• _Work instructions_:
Extract the whole listing as it stands. Do not include the pictures.

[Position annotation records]

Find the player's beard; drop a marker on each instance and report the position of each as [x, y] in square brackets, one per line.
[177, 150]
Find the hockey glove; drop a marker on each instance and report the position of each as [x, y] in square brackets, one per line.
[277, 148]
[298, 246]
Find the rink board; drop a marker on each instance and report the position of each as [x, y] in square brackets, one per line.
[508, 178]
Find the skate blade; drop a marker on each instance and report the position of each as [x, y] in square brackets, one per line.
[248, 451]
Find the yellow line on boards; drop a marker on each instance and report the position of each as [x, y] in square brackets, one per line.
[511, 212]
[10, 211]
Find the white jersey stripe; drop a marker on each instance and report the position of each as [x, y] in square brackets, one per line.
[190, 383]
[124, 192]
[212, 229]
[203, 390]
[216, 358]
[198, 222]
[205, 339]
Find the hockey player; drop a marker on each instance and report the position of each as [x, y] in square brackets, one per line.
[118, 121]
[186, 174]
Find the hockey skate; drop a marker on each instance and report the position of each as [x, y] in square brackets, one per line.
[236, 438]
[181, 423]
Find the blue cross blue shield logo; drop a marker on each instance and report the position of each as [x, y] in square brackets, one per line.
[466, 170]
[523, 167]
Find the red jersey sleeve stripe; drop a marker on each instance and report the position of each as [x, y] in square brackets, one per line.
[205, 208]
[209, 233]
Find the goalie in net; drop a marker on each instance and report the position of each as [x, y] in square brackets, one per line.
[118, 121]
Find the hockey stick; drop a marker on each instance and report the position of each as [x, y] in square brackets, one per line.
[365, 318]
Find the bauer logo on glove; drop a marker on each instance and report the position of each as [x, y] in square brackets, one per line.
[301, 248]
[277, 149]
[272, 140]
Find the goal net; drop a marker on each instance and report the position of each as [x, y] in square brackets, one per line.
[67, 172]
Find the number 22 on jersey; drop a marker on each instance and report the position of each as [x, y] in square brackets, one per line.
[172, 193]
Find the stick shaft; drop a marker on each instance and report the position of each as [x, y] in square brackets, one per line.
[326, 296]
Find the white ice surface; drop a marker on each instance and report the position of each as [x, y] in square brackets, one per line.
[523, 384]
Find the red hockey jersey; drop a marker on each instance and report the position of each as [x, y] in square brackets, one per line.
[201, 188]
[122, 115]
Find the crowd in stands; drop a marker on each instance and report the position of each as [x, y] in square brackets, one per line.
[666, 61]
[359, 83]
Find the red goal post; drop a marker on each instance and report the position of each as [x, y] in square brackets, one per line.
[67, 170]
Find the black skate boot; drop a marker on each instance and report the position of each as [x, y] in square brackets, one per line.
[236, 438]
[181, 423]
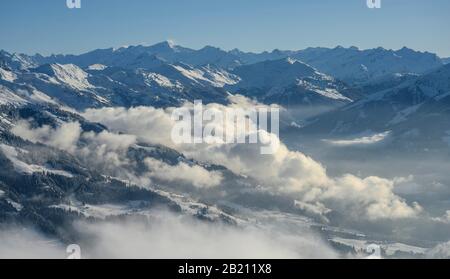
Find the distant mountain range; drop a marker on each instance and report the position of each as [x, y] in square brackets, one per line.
[166, 74]
[416, 113]
[401, 97]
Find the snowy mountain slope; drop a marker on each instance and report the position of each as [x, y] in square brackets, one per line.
[417, 112]
[288, 82]
[354, 65]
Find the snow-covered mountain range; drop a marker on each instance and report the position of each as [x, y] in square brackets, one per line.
[49, 135]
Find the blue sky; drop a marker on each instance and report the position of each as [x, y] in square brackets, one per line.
[48, 26]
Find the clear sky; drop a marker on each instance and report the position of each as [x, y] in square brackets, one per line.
[48, 26]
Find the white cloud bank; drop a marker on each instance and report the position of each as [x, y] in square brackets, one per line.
[167, 236]
[285, 171]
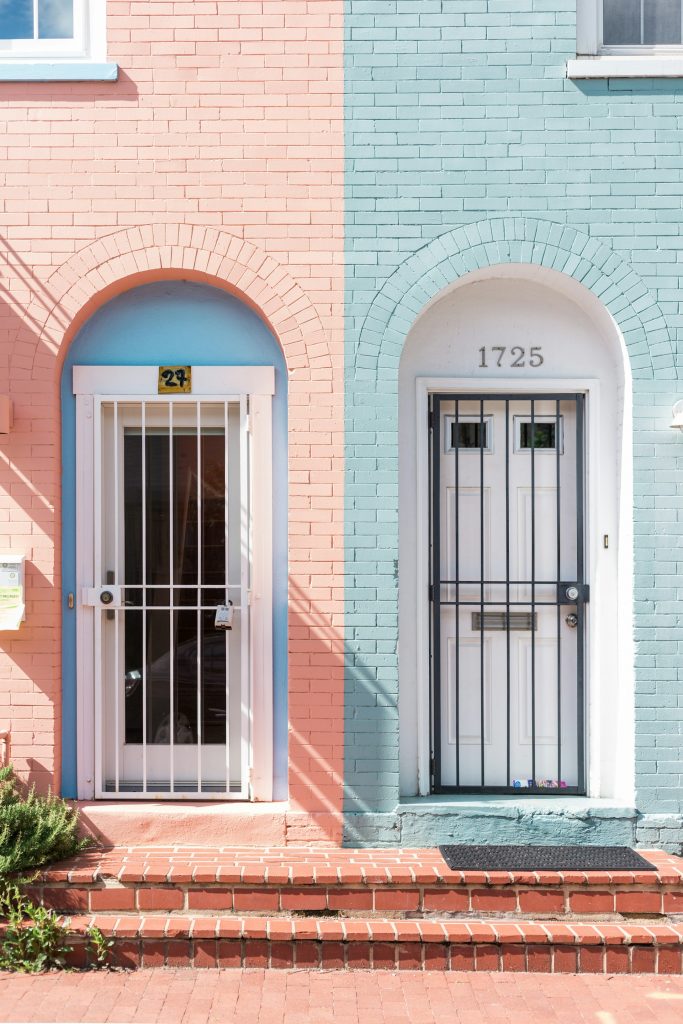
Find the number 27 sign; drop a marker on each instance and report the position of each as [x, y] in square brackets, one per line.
[175, 380]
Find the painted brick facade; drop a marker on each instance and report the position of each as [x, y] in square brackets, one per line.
[216, 156]
[459, 113]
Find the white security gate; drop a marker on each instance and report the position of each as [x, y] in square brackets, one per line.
[167, 497]
[508, 593]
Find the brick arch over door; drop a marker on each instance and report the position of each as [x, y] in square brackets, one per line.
[487, 243]
[138, 255]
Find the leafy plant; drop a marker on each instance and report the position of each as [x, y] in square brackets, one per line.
[98, 947]
[34, 829]
[35, 939]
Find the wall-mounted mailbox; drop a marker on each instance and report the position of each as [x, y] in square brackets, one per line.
[6, 418]
[11, 591]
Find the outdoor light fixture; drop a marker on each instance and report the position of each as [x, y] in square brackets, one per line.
[677, 413]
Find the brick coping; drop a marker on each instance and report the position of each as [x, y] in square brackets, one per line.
[380, 930]
[298, 866]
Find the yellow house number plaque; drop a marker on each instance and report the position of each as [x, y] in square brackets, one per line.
[175, 380]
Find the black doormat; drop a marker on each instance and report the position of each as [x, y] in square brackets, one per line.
[544, 858]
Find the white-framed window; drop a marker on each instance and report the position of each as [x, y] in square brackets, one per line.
[628, 38]
[630, 27]
[52, 31]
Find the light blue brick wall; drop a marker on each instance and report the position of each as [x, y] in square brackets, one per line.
[458, 114]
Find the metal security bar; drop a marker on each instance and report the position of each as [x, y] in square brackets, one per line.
[171, 544]
[508, 593]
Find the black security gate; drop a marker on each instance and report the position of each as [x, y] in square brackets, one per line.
[508, 593]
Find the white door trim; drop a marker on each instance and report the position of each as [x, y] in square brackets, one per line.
[424, 387]
[239, 383]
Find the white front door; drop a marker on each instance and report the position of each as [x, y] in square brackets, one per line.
[166, 521]
[508, 593]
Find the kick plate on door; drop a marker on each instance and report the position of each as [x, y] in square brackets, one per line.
[499, 621]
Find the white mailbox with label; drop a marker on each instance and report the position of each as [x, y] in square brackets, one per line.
[11, 591]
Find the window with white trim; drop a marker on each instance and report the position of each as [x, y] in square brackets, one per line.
[623, 28]
[52, 30]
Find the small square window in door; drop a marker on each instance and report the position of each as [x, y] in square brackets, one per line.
[468, 434]
[540, 434]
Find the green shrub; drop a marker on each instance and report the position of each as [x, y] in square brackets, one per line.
[34, 937]
[34, 829]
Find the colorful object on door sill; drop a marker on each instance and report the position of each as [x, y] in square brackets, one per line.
[542, 783]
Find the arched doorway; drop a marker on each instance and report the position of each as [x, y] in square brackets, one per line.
[174, 441]
[514, 614]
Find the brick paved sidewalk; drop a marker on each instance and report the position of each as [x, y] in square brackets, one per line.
[339, 997]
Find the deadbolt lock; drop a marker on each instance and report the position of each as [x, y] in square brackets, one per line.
[572, 593]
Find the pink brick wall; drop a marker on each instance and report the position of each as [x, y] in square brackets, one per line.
[227, 118]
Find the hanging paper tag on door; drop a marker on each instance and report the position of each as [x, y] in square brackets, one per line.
[223, 620]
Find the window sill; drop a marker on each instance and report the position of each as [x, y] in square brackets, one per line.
[54, 71]
[626, 67]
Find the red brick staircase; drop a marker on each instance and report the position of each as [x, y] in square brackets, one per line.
[367, 908]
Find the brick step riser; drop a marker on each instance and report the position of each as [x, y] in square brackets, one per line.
[544, 902]
[546, 958]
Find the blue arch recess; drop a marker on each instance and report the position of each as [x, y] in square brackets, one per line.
[171, 323]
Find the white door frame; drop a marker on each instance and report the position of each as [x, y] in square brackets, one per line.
[139, 383]
[462, 385]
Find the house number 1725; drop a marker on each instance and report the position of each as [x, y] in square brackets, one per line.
[501, 355]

• _Correct answer_:
Find the player's beard; drop a marker on each instance and report the position of each as [x, y] in square brackets, one per line.
[177, 150]
Find the hockey glove; drop a marker on each instance and report the position of each as [x, y] in square brackets, one per line.
[277, 148]
[298, 246]
Find the rink board; drop a marker on each instance and report the position of each as [x, y] in square brackets, one per line.
[508, 178]
Find the skate blade; drop a marker on each instance and report the position of each as [x, y] in square brackets, one per line.
[248, 451]
Find the yellow line on boards; drop a marker on each instance and report the position of each as [x, y] in square brackets, one per line.
[511, 212]
[10, 211]
Find the white jersey stripe; drop a marker on each instance and report the position of each as [x, y] in square brackets, one per line.
[190, 383]
[124, 192]
[212, 229]
[203, 390]
[216, 358]
[198, 222]
[205, 339]
Find the hockey player; drop a marker on each instance and report the position of each as [x, y] in square brackets, one per line.
[118, 121]
[186, 174]
Find the hockey skate; drop a marker on each instance and report the position of each as [x, y] in square brackets, one per line.
[236, 438]
[181, 423]
Find the blue cross blue shield logo; drop a marker on each instance and report the position of each as [x, y] in square brackets, one per line.
[466, 170]
[523, 167]
Find the red jersey sleeve stripe; drop a marker on each instance and report the position of each as [x, y] in square brackets, one per line.
[205, 208]
[209, 233]
Find the goalie in net; drop a marker on each instance and report the position of each as [x, y] in square brackets, one per line.
[118, 121]
Find the hockey stick; drop a marker on each instance and report the position of each as [x, y] in square brackets, one per line.
[365, 318]
Find the bauer logo on glove; drop a marker on each instance and report the position of each as [x, y] in square brackets, one per line.
[301, 248]
[277, 149]
[272, 140]
Find the goal net; drop a marker on each instance and report the position of each as [x, y] in square brackets, one per line.
[67, 172]
Find the number 22 on jersey; drop a marker on each instance and report the position of each as [x, y] in square brackets, one per line.
[172, 193]
Find the stick shaft; drop a marker on each instance and report the position of each as [x, y] in square brackets, one per line.
[326, 296]
Find the white ice surface; drop a marker on each instance and report the position of each as [x, y] in square brackets, one per line.
[523, 384]
Find the red hockey jersey; drop a marker on each instance and report the position of each as [x, y] in square brackets, one per line.
[201, 188]
[122, 115]
Find the crowd in stands; drop a marker on each instance and report the position of each as [x, y] in square brackets, one per line.
[666, 61]
[359, 83]
Find the red goal post; drop a marker on each instance and report the position of each as [x, y] in square brackets, one per line.
[67, 170]
Find the black skate boot; drop a marker on each instance and report the position of each as [x, y] in square brackets, one per line.
[236, 438]
[181, 423]
Find the distant mountain range; drop a marker on each instance and report the position of each as [x, y] in square brackets, one per line.
[166, 74]
[416, 113]
[401, 97]
Find the snowy mountain slope; drop a marker on each instance and report the position of each as [x, y] in square brackets, one per line.
[417, 112]
[288, 82]
[354, 65]
Find the snow-covered mountain range; drop a marker on each instance and report the position of each as [x, y] in square brackets, one per line.
[49, 135]
Find the blue sky; drop a marker on each instance and report the position of each as [x, y] in square brackets, one per line.
[48, 26]
Find the clear sky; drop a marker on each instance and report the position of each as [x, y] in square brackets, one per line.
[48, 26]
Find the white cloud bank; drop a marker on each instance and report the position of each as [x, y] in square brackets, one per line.
[167, 236]
[285, 171]
Find the number 27 sign; drop a marker on each instance and report the position of each as [x, y] in square brackets, one per line.
[175, 380]
Find the painted brick facade; drop a marker on each instance and report the position of each as [x, y] in square brackets, one per line.
[216, 156]
[459, 113]
Find the white security gate; drop a marker on each instance and report the position of each as [x, y] in square brackets, one per line.
[167, 497]
[508, 593]
Find the brick arch over door; drop a marker on each instance and report the position of each as [x, y] in square brackets, one per line.
[487, 243]
[138, 255]
Find the leafy plant; drop a marker on each instance and report the position of each as [x, y] in square brackets, one per line.
[98, 947]
[34, 829]
[35, 939]
Find the wall-mounted mailbox; drop a marker on each instance and report the position of each as [x, y] in square brackets, one per line.
[6, 418]
[11, 591]
Find the outdoor light fixture; drop a marker on each instance and report the position of each as [x, y] in square brackets, one per line.
[677, 413]
Find the brick coping; drop a marker on each instance and report the position of each as [x, y] in square brackets, one per line.
[380, 930]
[298, 866]
Find the yellow house number plaque; drop a marker on each instance and report the position of each as [x, y] in square brackets, one per line.
[175, 380]
Find the black doormat; drop a marker on each instance and report the position of each as [x, y] in square brackets, one per line.
[544, 858]
Find the white-framed window; drop a marker on each instance and report the position of each as [x, y] in square brackets, one per line.
[628, 38]
[630, 27]
[52, 31]
Find the light blue brick wall; drop a marker on each instance and report the position of each as [x, y] in square brackets, one per line.
[458, 114]
Find the metal security bar; drop a marker on each instance and report the position of each as [x, y] in square brackets, one per line.
[171, 544]
[508, 593]
Find the black security gate; drop a marker on each instance and report the position of each as [x, y] in square brackets, one per line.
[508, 593]
Find the white door trim; drop a marker on each instance and report the position of each as [x, y] in square brackets, one per line.
[424, 387]
[239, 383]
Find the white front door; drop a marker on each instance and report the position of each as [x, y] in square brackets, one per line.
[166, 521]
[508, 593]
Find the kick plate on door; drop a marker on each instance and report the position of each as [x, y] in square brackets, one per line.
[499, 621]
Find the white mailbox with label; drop a marker on each instance and report the position of each as [x, y] in square brackets, one per line.
[11, 591]
Find the window with white trim; drop a marker on each instance and report the position of each as [x, y] in square brackets, one per line.
[623, 28]
[52, 30]
Find the small square window in door; drop a marker on each instance and report the position of each as [x, y] in square brackets, one per line.
[468, 434]
[540, 434]
Find the green shrub; drop a marker on each instance and report the position of each as [x, y] in square brackets, one per line.
[34, 937]
[34, 829]
Find the colorful object on door sill; drop a marker on each instance and report the position of each as [x, y] in square brackets, one per line.
[542, 783]
Find the arched doorway; drop a marker on each instance and report the position of each as [x, y] in square brackets, one per line.
[174, 441]
[514, 614]
Find the brick paved sidewalk; drop a marker on each instance and report the position of each as [x, y] in square brackets, one per line.
[339, 997]
Find the deadbolt lock; drop a marker on each instance and report the position of each as [x, y] in square brackets, one per line.
[572, 593]
Find the pink brick wall; drop a marker on each instance and report the position of each as [x, y] in square brackets, one per line.
[227, 118]
Find the hanging paper tag on door; drop a marker on each instance and report the position of each as [x, y] in square brackets, one per line.
[223, 620]
Find the window sill; drop a marker on each instance and report the position of each as [x, y] in square brackets, one per line.
[54, 71]
[626, 67]
Find the red brick staircase; drop a marker on each instance and report the position of each as [x, y] in square brackets, one per line.
[367, 908]
Find the brick step riser; drop a marker on each instance and report the position of each as [x, y] in square brackets, one per line.
[544, 902]
[546, 958]
Find the blue arch recess; drop a marker on each instance and report the position of each as [x, y] in square brackets, one per line.
[171, 323]
Find the white door frame; drop a marker on each instance and report the position of each as [x, y] in square brackets, one per line.
[139, 383]
[462, 385]
Find the house number 1725; drop a marker on each instance and report the position of each as [x, y] in square brackets, one per line.
[501, 355]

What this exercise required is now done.